- Goal: Edit the material below, starting at the line that contains "For this drill the class indicates the car's" and running through its final line, inclusive. Replace "side mirror" with "wing mirror" and keep everything else the same.

- Input for this task:

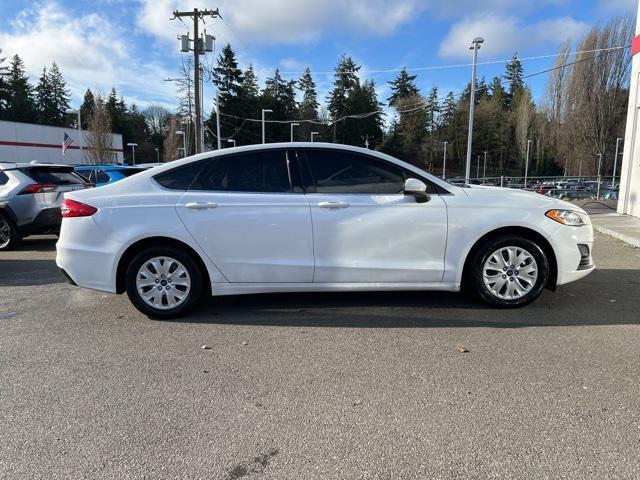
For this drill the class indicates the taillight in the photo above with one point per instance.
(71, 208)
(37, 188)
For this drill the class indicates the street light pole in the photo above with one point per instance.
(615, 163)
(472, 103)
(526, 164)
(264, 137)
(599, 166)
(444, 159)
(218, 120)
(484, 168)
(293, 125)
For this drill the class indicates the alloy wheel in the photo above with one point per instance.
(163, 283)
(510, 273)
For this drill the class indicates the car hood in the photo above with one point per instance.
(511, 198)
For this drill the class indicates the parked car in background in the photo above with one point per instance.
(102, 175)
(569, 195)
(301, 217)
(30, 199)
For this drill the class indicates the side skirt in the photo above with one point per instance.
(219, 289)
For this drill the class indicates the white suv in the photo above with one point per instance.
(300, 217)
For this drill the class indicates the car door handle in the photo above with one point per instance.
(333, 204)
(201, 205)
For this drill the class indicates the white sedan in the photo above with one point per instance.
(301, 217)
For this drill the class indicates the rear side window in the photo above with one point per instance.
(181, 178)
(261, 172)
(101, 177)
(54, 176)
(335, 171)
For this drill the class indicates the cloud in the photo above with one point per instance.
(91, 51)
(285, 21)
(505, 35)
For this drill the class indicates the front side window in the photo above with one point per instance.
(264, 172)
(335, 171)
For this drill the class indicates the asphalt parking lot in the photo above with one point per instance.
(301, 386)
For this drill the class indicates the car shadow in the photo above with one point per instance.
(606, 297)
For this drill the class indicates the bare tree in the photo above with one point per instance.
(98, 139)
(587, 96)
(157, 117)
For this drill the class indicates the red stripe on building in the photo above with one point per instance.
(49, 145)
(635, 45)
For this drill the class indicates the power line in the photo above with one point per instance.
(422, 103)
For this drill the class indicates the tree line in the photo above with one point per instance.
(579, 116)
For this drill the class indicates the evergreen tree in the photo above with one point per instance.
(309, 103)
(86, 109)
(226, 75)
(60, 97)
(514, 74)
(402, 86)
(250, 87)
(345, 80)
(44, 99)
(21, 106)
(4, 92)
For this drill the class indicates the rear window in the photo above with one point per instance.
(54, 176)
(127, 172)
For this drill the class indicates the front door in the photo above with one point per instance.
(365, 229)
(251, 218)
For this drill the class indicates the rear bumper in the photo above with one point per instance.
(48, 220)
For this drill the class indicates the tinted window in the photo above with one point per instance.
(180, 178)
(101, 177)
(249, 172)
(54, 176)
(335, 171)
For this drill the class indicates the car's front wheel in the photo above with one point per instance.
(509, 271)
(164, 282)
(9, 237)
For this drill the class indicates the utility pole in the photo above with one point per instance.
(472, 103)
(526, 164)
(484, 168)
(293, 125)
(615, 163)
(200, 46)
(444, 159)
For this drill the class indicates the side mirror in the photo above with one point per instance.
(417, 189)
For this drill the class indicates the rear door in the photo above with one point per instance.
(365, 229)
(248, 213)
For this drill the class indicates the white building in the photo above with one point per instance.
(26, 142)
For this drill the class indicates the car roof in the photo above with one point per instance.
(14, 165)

- Written answer:
For this drill the class indicates the car's front wheel in the photo above with one point per instance.
(509, 271)
(164, 282)
(9, 237)
For this drill the class indicates the utility pole in the photo above with one point per instance.
(472, 103)
(526, 164)
(484, 168)
(293, 125)
(615, 163)
(200, 46)
(444, 159)
For this drill the class indicates the wing mirror in the photo above with one point per instance.
(417, 189)
For this drill the class indicates the rear door in the photo above with one point per instance.
(365, 229)
(248, 213)
For this drill the class indicates the white building in the photo above with one point per instance.
(26, 142)
For this drill the class indicates the car roof in the photo above with one point per instance.
(14, 165)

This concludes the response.